Dataset rows:
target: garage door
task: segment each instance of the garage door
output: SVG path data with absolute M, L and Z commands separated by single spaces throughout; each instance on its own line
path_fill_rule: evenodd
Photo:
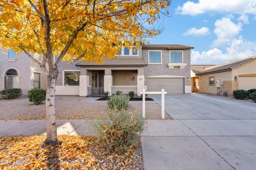
M 256 88 L 256 76 L 239 76 L 239 89 L 248 90 Z
M 165 89 L 167 94 L 184 94 L 184 78 L 147 78 L 147 91 L 161 91 Z

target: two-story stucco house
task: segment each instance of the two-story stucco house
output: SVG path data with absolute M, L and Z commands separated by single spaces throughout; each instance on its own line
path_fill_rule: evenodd
M 39 55 L 34 56 L 40 60 Z M 30 89 L 46 87 L 46 77 L 39 65 L 25 53 L 17 54 L 11 49 L 0 48 L 0 90 L 17 88 L 26 95 Z
M 63 70 L 57 79 L 57 95 L 93 96 L 133 91 L 168 94 L 191 92 L 190 49 L 180 45 L 142 45 L 123 47 L 116 58 L 101 64 L 81 62 Z M 119 57 L 118 57 L 119 56 Z

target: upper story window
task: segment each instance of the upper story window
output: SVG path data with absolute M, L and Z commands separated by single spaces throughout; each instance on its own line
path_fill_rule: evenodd
M 132 47 L 132 53 L 133 55 L 138 55 L 138 48 L 136 47 Z
M 40 88 L 40 73 L 34 73 L 34 88 Z
M 182 51 L 170 51 L 170 62 L 171 63 L 182 63 Z
M 36 60 L 40 61 L 40 55 L 38 54 L 34 54 L 34 58 Z
M 214 77 L 209 78 L 209 84 L 210 85 L 214 85 Z
M 148 64 L 162 64 L 162 51 L 148 51 Z
M 16 58 L 16 53 L 12 50 L 12 48 L 10 48 L 9 53 L 9 58 Z
M 138 56 L 138 52 L 137 47 L 122 47 L 116 55 L 121 56 Z
M 79 86 L 79 71 L 64 71 L 64 86 Z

What to produce: Please rewrite every line of the material above as a Markdown table with the columns Row and Line, numbering each row. Skip blank lines and leave the pictures out.

Task output:
| Row | Line |
|---|---|
| 1 | target: garage door |
| 2 | task: segment each instance of the garage door |
| 3 | output: SVG path data with absolute M, L and Z commands separated by single spaces throughout; each instance on its own line |
| 4 | path_fill_rule: evenodd |
| 5 | Photo: |
| 6 | M 256 88 L 256 76 L 239 76 L 239 89 L 248 90 Z |
| 7 | M 165 89 L 167 94 L 184 94 L 184 78 L 147 78 L 147 91 L 161 91 Z |
| 8 | target: two-story stucco house |
| 9 | task: segment each instance of the two-story stucco house |
| 10 | output: SVG path data with absolute M, L and Z commands separated by single spaces throughout; each instance on its own line |
| 11 | path_fill_rule: evenodd |
| 12 | M 39 55 L 34 56 L 40 60 Z M 30 89 L 46 87 L 46 77 L 39 65 L 25 53 L 17 54 L 11 49 L 0 48 L 0 90 L 17 88 L 26 95 Z |
| 13 | M 63 70 L 57 79 L 57 95 L 93 96 L 133 91 L 168 94 L 191 92 L 190 49 L 180 45 L 142 45 L 123 47 L 116 58 L 101 64 L 81 62 Z M 119 57 L 118 57 L 119 56 Z |
| 14 | target: upper story window |
| 15 | task: segment each instance of the upper story window |
| 16 | output: SVG path data with absolute M, L and Z commands separated by single spaces throughout; each instance on its own line |
| 17 | path_fill_rule: evenodd |
| 18 | M 132 47 L 132 53 L 133 55 L 138 55 L 138 48 L 136 47 Z |
| 19 | M 40 88 L 40 73 L 34 73 L 34 88 Z |
| 20 | M 182 51 L 170 51 L 170 62 L 171 63 L 182 63 Z |
| 21 | M 36 60 L 40 61 L 40 55 L 38 54 L 34 54 L 34 58 Z |
| 22 | M 214 77 L 209 78 L 209 84 L 210 85 L 214 85 Z |
| 23 | M 148 64 L 162 64 L 162 51 L 148 51 Z |
| 24 | M 16 58 L 16 53 L 12 50 L 12 48 L 10 48 L 9 53 L 9 58 Z |
| 25 | M 138 56 L 138 52 L 137 47 L 122 47 L 116 55 L 121 56 Z |
| 26 | M 79 86 L 79 71 L 64 71 L 64 86 Z |